--- start of Document text ---

The coding of the male nude as an iconographic metonym for same-sex desire appears in the work of Singaporeans Teng Nee Cheong and Jimmy Ong. Teng, who passed away in 2013, worked primarily in the genres of portraiture, landscapes and floral still-lifes. He was a student at the Nanyang Academy in the late 1960s, and, like Ng Eng Teng before him, a student of Georgette Chen’s. He worked with models in life drawing sessions over the course of his career, and would produce portraits of male nudes that, in a number of cases, featured erect or semi-erect phalluses, or were sexually explicit. One of the earliest existing such works is Tribute to Mishima (1980), a painting that depicts not the titular personage, but rather a supine, lithe male model clad in nothing but a pair of white, calf-length socks of the sort worn by soccer players, and depicted from a vantage point where, framed by parted legs, his genitals immediately seize the viewer’s gaze. The work seems reminiscent of fetish-specific varieties of gay pornography - athletic gear, in this case - and the artist notes that “Publications and magazines like Blue Boy, Colt or Tom of Finland [sic] were hard to come by in Singapore in the 1970s and 1980s - not to mention the consequences one faced if caught possessing them.” Years later, Teng would produce one of his most explicit works: a large, untitled drawing from 2004 that captures a man on all fours, his blunt tip of an erection just visible beneath his bent body, performing oral sex on another man. The artist apparently did not shy away from discussing issues of personal sexual orientation in conversation, though not in print, about which curator Lindy Poh writes:
... another aspect of Nee Cheong’s art has been circumvented in published writings for its problematic implications. Nee Cheong himself remains cautious about addressing the facet of his practice but has, since the 1980s, elaborated on how the issue of alternative sexual preferences and sexual identities have impacted his endeavours.
Not unlike Teng, Jimmy Ong began his artistic career, in the 1980s, with large charcoal-on-paper works that foregrounded the nude. More recent projects have seen him engage thematically with the region’s historical narratives - that of Singapore’s colonial past, especially the larger-than-life figure of Stamford Raffles, as well as Java’s feudal history - but notable early works include those that, in one instance, were censored from a gallery exhibition for their depiction of exposed anatomies. “Lovers & Ancestors” was held in 1996 at the now defunct Cicada Gallery, and included drawings on themes of “progeny and filial piety”; it was, in the artist’s words, “a parting letter to family and friends as I left Singapore to live out a gay union.” A number of smaller pieces were excised from the final presentation, a situation that Ong characterized thus: “Some drawings contain depiction of genitals the gallery deemed offensive, thus the self censorship by the gallery.” These drawings were later included in a dedicated publication, I am not the One, published in New York in December the same year. Several of his drawings were involved in the first iteration of “Spectrosynthesis” in Taipei in 2017, works that featured both male and female nude figures in their representation of same-sex families.

--- end of Document text ---
--- start of Recorded data ---

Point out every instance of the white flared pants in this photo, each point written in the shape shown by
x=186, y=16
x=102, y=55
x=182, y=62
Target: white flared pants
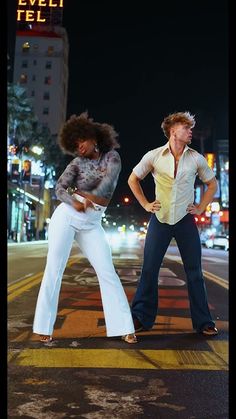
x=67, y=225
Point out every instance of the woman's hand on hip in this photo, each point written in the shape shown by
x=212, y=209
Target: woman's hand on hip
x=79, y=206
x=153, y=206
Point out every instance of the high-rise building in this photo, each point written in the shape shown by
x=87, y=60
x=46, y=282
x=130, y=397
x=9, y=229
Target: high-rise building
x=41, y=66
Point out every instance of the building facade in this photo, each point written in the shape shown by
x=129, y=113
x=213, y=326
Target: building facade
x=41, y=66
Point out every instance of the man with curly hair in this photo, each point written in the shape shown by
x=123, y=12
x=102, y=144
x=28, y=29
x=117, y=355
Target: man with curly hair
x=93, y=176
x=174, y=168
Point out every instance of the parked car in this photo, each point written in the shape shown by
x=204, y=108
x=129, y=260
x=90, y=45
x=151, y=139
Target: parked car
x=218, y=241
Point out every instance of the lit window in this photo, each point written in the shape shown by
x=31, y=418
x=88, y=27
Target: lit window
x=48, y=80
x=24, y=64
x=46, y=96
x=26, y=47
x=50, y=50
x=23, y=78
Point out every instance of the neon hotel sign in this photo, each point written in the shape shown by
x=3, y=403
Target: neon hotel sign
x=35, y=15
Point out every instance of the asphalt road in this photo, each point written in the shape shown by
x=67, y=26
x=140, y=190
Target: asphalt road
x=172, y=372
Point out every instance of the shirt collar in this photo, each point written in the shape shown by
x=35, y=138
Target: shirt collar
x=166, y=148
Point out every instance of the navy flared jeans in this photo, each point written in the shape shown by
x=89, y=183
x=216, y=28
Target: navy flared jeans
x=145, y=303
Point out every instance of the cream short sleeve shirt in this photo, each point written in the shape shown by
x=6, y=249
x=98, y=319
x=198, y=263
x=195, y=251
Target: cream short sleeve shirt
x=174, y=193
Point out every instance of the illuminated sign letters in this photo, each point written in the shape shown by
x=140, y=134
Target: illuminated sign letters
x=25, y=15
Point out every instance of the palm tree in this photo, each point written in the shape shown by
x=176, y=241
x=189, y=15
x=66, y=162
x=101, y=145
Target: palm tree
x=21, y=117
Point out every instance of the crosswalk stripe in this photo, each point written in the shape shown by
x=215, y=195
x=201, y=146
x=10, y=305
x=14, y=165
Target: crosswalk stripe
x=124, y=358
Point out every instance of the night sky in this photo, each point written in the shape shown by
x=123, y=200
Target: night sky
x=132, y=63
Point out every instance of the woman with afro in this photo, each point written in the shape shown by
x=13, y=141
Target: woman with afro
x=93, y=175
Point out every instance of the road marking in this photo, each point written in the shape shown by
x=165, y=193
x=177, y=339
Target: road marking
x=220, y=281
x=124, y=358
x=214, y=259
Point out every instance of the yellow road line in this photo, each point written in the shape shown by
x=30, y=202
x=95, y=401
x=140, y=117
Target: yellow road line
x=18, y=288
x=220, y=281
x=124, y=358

--- end of Recorded data ---

The tasks =
1. In the essay on Teng Nee Cheong and Jimmy Ong, at which gallery was "Lovers & Ancestors" held in 1996?
2. Using the essay on Teng Nee Cheong and Jimmy Ong, decide whether each statement agrees with it: (a) Teng Nee Cheong studied under Georgette Chen. (b) Tribute to Mishima depicts Mishima himself. (c) I am not the One was published in Singapore.
3. Resume the essay on Teng Nee Cheong and Jimmy Ong, writing on from its last sentence.

Answers for the tasks =
1. At the now defunct Cicada Gallery.

2.
(a) Yes: "a student of Georgette Chen’s"
(b) No: "depicts not the titular personage, but rather a supine, lithe male model"
(c) No: "published in New York in December the same year"

3.
Life figure drawing was reinvigorated in the 1990s with the formation of the Group 90 collective, named for the year in which it was inaugurated. The group was centered on the figure of Solamalay Namasivayam, a Singaporean artist who graduated from the East Sydney Technical College in 1961, where he received his initial introduction to life drawing. He spent the following decades as a teacher in public schools in Singapore, and it was only upon joining the faculty of LASALLE College that he began steadily producing a prodigious volume of nude drawings, though their subjects were, in most cases, women. The formation of the Group 90 collective has been attributed to the difficulties that artists such as Namasivayam faced, in their efforts to organize life drawing sessions in Singapore:
...In the absence of any club, either formal or ad hoc, that might have otherwise facilitated such an exploration of figurative art, Namasivayam, together with Brother Joseph McNally (the founder of LASALLE College of the Arts), Chia Wai Hon and Sim Tong Khern, founded an informal club named Group 90 in 1990. Although it was technically an unregistered collective of like-minded artists, it nevertheless played a significantly influential role - one that was arguably the very first of its kind in the region.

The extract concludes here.